Data records:
···
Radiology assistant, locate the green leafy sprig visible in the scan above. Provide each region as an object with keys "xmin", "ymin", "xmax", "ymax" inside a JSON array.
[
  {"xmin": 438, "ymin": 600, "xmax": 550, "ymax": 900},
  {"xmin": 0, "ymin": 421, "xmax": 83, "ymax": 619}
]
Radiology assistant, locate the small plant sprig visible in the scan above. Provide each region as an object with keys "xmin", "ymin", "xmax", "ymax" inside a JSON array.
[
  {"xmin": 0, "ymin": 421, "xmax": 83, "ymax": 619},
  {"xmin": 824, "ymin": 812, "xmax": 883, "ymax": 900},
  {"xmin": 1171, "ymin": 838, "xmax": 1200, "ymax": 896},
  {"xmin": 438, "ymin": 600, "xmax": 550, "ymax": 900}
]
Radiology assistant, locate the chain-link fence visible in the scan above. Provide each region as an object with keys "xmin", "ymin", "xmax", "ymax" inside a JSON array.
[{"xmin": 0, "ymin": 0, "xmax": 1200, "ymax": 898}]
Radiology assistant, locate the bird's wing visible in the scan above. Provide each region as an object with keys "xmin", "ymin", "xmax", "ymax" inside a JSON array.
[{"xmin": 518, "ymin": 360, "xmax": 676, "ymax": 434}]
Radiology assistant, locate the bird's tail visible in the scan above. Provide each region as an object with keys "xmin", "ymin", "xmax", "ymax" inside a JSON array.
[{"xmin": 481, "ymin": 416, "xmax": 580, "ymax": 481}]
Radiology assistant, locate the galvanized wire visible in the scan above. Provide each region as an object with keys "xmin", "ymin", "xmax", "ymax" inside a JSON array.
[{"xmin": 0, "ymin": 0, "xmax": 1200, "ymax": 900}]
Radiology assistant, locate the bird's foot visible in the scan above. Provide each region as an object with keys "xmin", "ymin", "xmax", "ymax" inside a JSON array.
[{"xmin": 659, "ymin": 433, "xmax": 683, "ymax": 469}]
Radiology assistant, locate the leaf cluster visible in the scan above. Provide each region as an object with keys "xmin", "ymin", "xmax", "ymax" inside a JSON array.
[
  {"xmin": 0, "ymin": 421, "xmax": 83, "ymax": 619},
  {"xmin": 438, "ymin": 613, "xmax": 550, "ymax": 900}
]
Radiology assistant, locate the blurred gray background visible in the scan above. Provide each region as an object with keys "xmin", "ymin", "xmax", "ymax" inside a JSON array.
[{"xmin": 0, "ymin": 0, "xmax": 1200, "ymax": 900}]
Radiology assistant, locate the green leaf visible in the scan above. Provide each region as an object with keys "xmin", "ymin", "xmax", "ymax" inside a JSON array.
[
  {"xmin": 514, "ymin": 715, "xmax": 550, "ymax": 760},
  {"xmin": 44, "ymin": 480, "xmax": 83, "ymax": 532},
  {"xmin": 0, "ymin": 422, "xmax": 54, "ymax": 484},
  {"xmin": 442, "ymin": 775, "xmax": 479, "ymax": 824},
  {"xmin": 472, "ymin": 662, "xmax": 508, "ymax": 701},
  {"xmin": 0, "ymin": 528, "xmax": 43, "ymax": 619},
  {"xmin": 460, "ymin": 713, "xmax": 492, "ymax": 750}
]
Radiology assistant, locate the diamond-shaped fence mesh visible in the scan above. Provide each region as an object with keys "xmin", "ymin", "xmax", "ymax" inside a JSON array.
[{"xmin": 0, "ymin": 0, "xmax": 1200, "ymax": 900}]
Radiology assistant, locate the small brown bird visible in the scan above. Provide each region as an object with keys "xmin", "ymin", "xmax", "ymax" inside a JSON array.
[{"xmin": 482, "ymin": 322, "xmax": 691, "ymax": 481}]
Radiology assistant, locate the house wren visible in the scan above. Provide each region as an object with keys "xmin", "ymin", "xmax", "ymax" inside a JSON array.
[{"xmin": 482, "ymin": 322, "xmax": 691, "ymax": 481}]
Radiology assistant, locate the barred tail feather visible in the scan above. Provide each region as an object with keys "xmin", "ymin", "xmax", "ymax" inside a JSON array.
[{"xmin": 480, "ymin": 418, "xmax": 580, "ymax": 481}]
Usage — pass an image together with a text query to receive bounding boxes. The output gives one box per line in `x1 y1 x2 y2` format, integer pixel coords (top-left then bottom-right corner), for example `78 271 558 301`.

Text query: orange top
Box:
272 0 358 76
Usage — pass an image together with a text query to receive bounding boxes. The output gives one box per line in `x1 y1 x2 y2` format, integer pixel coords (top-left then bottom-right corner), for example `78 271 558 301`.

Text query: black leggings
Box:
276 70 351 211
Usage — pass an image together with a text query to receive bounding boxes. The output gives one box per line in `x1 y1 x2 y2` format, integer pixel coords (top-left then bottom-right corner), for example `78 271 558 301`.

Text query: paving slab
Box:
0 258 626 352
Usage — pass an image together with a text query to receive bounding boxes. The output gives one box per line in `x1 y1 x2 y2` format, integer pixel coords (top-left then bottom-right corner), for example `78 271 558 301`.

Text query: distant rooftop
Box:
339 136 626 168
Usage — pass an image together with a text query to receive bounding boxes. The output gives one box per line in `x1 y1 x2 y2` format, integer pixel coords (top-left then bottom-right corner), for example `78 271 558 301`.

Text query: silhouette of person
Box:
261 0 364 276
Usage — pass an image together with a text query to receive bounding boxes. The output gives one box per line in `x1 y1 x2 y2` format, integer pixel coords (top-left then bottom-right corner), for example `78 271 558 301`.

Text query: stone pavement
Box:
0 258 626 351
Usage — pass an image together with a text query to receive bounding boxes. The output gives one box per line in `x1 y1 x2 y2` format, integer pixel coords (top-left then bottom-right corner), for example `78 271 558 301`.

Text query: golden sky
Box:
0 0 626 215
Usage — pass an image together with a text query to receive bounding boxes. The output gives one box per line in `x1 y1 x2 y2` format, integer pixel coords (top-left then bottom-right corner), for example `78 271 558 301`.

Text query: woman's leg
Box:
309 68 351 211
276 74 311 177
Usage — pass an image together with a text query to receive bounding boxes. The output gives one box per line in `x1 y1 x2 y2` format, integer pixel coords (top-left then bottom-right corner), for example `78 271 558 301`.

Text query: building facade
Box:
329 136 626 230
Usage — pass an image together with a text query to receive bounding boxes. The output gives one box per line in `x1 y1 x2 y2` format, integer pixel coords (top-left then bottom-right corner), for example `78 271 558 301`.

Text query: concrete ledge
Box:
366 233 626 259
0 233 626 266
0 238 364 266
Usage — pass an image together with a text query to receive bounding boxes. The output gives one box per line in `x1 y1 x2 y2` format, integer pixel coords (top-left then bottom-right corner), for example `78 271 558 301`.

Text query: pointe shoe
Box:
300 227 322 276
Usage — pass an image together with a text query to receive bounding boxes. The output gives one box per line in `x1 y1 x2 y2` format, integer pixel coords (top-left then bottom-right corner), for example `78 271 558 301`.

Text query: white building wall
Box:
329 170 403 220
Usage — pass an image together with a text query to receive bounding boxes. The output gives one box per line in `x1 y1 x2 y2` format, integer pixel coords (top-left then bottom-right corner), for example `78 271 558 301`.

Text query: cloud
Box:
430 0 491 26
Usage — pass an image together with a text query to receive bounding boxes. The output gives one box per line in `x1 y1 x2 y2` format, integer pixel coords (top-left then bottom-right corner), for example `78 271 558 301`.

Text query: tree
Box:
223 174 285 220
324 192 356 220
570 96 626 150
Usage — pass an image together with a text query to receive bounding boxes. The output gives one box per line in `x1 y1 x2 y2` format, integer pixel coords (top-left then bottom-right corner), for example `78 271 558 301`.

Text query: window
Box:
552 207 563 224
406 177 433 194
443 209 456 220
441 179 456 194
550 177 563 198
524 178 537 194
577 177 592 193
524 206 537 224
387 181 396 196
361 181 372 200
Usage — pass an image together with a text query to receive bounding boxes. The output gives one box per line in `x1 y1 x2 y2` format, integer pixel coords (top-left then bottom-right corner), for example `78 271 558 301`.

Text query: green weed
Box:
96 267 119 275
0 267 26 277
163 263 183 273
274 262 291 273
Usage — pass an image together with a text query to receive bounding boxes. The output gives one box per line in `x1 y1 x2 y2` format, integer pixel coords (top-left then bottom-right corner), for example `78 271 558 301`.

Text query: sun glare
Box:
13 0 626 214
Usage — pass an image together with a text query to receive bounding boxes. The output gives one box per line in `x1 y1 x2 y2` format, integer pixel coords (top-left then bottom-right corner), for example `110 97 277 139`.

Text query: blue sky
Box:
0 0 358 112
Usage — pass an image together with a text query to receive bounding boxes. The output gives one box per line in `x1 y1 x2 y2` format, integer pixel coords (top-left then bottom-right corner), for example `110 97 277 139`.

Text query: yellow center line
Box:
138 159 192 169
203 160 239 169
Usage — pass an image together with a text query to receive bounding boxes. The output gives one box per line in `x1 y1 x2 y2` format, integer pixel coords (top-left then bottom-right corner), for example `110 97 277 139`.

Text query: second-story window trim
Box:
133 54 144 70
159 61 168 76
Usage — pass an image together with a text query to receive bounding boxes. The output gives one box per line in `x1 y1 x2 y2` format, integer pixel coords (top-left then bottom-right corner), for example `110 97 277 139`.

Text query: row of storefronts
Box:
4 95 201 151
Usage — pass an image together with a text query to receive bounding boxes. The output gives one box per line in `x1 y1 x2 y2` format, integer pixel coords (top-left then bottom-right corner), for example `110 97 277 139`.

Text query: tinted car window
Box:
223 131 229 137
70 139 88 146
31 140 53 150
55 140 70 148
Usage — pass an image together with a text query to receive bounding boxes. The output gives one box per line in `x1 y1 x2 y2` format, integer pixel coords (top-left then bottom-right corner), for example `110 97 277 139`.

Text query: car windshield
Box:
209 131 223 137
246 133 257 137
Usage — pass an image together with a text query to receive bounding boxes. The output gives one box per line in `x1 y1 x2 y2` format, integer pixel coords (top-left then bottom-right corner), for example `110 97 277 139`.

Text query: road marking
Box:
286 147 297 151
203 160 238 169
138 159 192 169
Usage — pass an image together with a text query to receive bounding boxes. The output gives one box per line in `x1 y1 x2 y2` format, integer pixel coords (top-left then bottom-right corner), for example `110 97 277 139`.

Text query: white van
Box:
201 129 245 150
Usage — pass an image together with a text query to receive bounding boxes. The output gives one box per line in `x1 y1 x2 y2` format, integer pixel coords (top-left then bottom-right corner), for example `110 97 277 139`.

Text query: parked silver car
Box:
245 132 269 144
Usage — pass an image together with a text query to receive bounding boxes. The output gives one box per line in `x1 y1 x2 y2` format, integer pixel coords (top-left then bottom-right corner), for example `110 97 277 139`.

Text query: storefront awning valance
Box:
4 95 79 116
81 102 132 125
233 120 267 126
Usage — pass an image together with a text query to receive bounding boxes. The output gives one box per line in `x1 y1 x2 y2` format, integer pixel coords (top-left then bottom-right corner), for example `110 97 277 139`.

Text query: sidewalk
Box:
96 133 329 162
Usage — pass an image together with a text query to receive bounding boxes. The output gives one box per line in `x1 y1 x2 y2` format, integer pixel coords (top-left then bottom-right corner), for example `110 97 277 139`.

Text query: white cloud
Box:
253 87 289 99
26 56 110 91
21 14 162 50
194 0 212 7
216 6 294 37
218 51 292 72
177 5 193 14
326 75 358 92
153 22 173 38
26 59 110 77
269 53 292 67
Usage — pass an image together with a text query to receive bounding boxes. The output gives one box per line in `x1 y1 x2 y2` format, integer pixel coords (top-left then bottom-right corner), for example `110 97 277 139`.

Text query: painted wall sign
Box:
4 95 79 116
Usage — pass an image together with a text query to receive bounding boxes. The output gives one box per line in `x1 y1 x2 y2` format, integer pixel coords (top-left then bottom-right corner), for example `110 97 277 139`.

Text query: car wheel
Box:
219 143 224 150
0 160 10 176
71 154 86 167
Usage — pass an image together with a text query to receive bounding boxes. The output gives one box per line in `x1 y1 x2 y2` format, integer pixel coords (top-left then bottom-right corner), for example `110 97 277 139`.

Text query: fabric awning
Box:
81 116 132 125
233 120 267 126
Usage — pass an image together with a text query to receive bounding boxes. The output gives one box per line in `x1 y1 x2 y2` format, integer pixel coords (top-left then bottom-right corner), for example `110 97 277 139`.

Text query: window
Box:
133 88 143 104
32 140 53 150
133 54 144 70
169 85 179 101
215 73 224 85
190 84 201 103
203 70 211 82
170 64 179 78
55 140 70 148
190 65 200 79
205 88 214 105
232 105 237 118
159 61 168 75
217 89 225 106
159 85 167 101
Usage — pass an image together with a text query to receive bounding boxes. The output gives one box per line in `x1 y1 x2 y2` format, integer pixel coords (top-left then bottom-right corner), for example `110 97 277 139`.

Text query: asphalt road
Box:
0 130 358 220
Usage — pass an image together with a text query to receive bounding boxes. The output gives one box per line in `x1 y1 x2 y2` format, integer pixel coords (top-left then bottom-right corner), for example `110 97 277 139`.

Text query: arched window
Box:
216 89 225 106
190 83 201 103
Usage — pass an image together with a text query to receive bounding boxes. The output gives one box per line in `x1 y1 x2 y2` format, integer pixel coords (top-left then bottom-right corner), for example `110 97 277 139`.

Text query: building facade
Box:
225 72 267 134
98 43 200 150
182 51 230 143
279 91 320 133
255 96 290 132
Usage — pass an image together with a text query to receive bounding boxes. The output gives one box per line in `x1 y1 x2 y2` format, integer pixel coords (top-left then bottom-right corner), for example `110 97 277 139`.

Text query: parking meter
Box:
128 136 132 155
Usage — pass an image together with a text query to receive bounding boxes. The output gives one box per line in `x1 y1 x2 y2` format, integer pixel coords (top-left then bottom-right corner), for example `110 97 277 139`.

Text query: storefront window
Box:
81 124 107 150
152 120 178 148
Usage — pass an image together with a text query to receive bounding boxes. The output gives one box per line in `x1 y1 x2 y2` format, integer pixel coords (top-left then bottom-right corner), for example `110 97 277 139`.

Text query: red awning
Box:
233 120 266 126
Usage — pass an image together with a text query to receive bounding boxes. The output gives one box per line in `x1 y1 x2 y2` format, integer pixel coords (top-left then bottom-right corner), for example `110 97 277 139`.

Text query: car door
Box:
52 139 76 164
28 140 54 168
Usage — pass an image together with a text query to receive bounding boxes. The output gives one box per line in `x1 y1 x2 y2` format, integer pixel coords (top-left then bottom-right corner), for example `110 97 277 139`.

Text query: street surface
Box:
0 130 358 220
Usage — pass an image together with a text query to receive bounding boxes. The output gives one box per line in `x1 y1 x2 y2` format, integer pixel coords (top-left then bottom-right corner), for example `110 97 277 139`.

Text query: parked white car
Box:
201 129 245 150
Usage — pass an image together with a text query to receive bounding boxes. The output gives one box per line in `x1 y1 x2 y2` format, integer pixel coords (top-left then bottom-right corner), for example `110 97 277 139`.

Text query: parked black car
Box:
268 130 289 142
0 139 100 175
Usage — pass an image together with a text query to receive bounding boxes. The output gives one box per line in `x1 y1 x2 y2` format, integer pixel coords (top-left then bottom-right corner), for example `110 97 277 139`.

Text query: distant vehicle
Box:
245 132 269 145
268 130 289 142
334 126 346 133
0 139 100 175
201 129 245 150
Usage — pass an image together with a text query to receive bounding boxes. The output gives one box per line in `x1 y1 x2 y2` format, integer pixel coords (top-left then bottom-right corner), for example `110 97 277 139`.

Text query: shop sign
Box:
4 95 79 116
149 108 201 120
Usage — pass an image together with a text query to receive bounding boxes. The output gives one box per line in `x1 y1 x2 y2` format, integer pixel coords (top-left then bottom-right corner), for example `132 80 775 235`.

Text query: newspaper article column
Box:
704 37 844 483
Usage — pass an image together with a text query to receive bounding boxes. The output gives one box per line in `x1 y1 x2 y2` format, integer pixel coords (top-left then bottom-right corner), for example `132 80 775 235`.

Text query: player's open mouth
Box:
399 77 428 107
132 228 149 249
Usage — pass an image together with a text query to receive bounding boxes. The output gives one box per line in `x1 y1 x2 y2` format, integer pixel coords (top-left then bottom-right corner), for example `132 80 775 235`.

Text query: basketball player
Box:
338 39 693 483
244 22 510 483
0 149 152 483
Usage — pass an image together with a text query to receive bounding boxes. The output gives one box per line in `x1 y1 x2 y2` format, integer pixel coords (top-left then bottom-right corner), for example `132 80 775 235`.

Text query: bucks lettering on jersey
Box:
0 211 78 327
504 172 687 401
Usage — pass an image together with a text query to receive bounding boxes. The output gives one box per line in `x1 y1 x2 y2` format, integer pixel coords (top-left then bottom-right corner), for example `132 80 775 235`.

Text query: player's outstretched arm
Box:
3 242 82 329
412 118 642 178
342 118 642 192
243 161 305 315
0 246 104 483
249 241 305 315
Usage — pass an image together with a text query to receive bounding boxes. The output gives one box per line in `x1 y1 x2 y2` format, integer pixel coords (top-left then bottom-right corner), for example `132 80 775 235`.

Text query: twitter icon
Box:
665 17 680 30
···
Rescale the records from the line with "Radiology assistant, locate the barred" to the line with "0 258 626 351", both included, and give those lines again, requests and all. Multiply every bounding-box coordinate in the answers by 0.3 and round to whole numbers, halves up, leaving the requests and their format samples unchanged.

◆ **Answer**
Radiology assistant, locate the barred tail feather visible in the scan above. Provide each region as an object with keys "xmin", "ymin", "xmax", "ymax" inside a JSON array.
[{"xmin": 144, "ymin": 125, "xmax": 174, "ymax": 144}]
Usage — pass an image together with a text query to receive bounding boxes. The output gives one box per line in `x1 y1 x2 y2` format, integer pixel coords (top-left then bottom-right corner), for example `78 271 558 301`.

Text query: orange top
Box:
82 0 107 23
Usage — pass an image together with a text query to receive bounding boxes. The output gives one box per line in `x1 y1 x2 y2` format, integer pixel coords (top-left then bottom-right corner), for example `78 271 558 301`.

Text query: black leggings
Box:
83 21 105 63
Usage — pass an image together with a text query to receive bounding boxes. The output gives one box per line in `x1 y1 x2 y2` format, integer pixel coords (top-left then bottom-right corner), for example `78 271 558 301`.

Text query: paving slab
Box:
0 77 188 106
Usage — pass an image together with a text query to receive bounding boxes. The output gives one box per line in `x1 y1 x2 y2` format, integer pixel coords (top-left then bottom-right corner), for example `78 271 558 301`.

Text query: distant rooftop
Box:
102 41 188 50
Usage — pass an image together with a text query to receive bounding boxes. The output gives one box per line in `x1 y1 x2 y2` format, integer pixel coords (top-left then bottom-right corner), for example `78 271 558 301`.

Text query: silhouette of person
Box:
78 0 109 83
Usage — pass an image together with a text query to receive bounding boxes. The output gives one box per line in `x1 y1 x2 y2` format, integer pixel coords (top-left then bottom-right corner), for example `78 271 558 301`.

Text query: stone pavement
Box:
0 77 188 105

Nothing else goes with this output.